─── Избранный отрывок
Свидетель является отчасти и участником событий, но это не делает повествователя ограниченным только кругом его непосредственного житейского опыта: воображение писателя тесно связано с переживанием, сочинитель переживает воображаемое как реальное. Газданову пришлось умереть и воскреснуть на Западе: изменилась та социально-семантическая матрица, которая определяет образ жизни человека, для эмигранта умерли те роли, которые он исполнял в Отечестве - и это катастрофические превращение личности Газданов описывает во многих своих произведениях (скажем, в "Возвращении Будды" он посвящает первых несколько страниц своему воображаемому умиранию, здесь же он сам пишет о своей двойственной роли как свидетеля и участника катастрофы). Перемена матрицы связана с изменением обрядовой стороны жизни, прежние обряды уже кажутся странными и несоответствующими новым обстоятельствам - и меняются на еще более дикие. Ломаются даже такие прочные и вековечные ритуалы, как похороны и отпевание.

В основе интриги рассказа "Гавайские гитары" лежит "сломанный ритуал": умершую хоронят по православному обряду, внешние приличия соблюдены - даже поп поет над могилой панихиду - но похороны не завершаются поминальной трапезой, а происходит нечто совсем иное, альковный ужин на троих. Брат и муж умершей оказываются в гостях у соблазнительной особы, которая пытается превратить ужин с мужчинами в нечто вроде оргии. Неуместность поведения хозяйки бросается в глаза гостям, и это одно из немногих мест у Газданова, где стремления женщины не реализуются. Заметим, что "сломанный ритуал" является основанием сюжета многих известных произведений (более подробно этот вопрос мы рассмотрели применительно к рассказу Пушкина "Выстрел" в работе [5]). В целом же мотив женской власти - один из самых важных в творчестве Газданова (это верно почувствовал Вячеслав Боярский [6]).
──────
Формулировка задания: Перепишите из отрывка о прозе Газданова всё, начиная со слов «В основе интриги» и вплоть до слов «Вячеслав Боярский [6]).», сохранив текст без изменений. Следующие далее пункты составляют отдельный, самостоятельный материал.
─── Извлечённый материал
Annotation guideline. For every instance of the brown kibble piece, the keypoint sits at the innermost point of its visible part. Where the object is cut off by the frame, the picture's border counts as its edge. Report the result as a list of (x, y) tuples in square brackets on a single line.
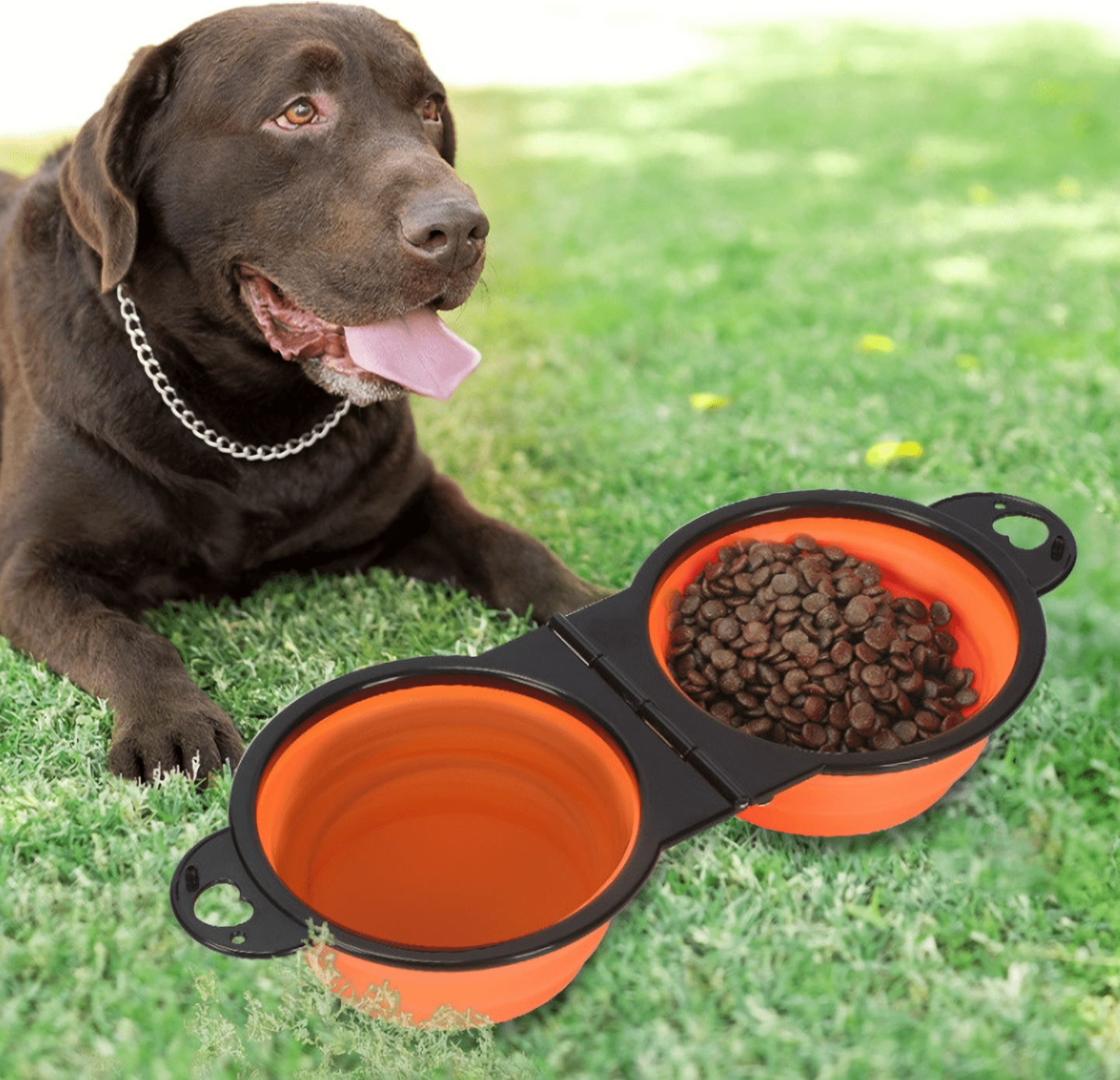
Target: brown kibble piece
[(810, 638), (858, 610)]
──────
─── Извлечённый материал
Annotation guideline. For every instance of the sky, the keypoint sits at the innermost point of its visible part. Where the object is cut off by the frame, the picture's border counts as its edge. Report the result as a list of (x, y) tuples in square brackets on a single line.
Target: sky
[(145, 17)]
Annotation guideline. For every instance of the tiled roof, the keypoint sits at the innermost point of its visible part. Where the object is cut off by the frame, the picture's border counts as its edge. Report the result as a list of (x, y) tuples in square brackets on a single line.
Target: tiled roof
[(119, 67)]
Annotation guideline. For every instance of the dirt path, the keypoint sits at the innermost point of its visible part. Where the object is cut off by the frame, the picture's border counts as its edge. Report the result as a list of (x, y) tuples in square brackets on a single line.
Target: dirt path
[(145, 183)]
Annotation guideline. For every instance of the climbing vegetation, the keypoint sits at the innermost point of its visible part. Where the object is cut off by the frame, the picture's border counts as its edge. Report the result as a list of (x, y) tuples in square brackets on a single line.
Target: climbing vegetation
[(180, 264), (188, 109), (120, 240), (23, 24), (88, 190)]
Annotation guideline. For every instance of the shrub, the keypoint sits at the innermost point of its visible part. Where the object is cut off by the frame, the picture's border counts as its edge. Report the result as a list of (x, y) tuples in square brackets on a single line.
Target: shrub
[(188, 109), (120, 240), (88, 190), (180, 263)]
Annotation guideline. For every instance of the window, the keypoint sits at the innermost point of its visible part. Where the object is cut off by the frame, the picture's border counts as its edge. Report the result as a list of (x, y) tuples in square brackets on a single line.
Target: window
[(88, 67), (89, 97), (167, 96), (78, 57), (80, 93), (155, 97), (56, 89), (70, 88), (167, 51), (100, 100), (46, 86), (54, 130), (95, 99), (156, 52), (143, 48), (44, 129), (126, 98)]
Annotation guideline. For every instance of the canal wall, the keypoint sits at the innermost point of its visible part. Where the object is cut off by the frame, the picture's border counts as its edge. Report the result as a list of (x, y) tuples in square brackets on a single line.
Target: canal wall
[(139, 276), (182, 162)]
──────
Ответ к упражнению:
В основе интриги рассказа "Гавайские гитары" лежит "сломанный ритуал": умершую хоронят по православному обряду, внешние приличия соблюдены - даже поп поет над могилой панихиду - но похороны не завершаются поминальной трапезой, а происходит нечто совсем иное, альковный ужин на троих. Брат и муж умершей оказываются в гостях у соблазнительной особы, которая пытается превратить ужин с мужчинами в нечто вроде оргии. Неуместность поведения хозяйки бросается в глаза гостям, и это одно из немногих мест у Газданова, где стремления женщины не реализуются. Заметим, что "сломанный ритуал" является основанием сюжета многих известных произведений (более подробно этот вопрос мы рассмотрели применительно к рассказу Пушкина "Выстрел" в работе [5]). В целом же мотив женской власти - один из самых важных в творчестве Газданова (это верно почувствовал Вячеслав Боярский [6]).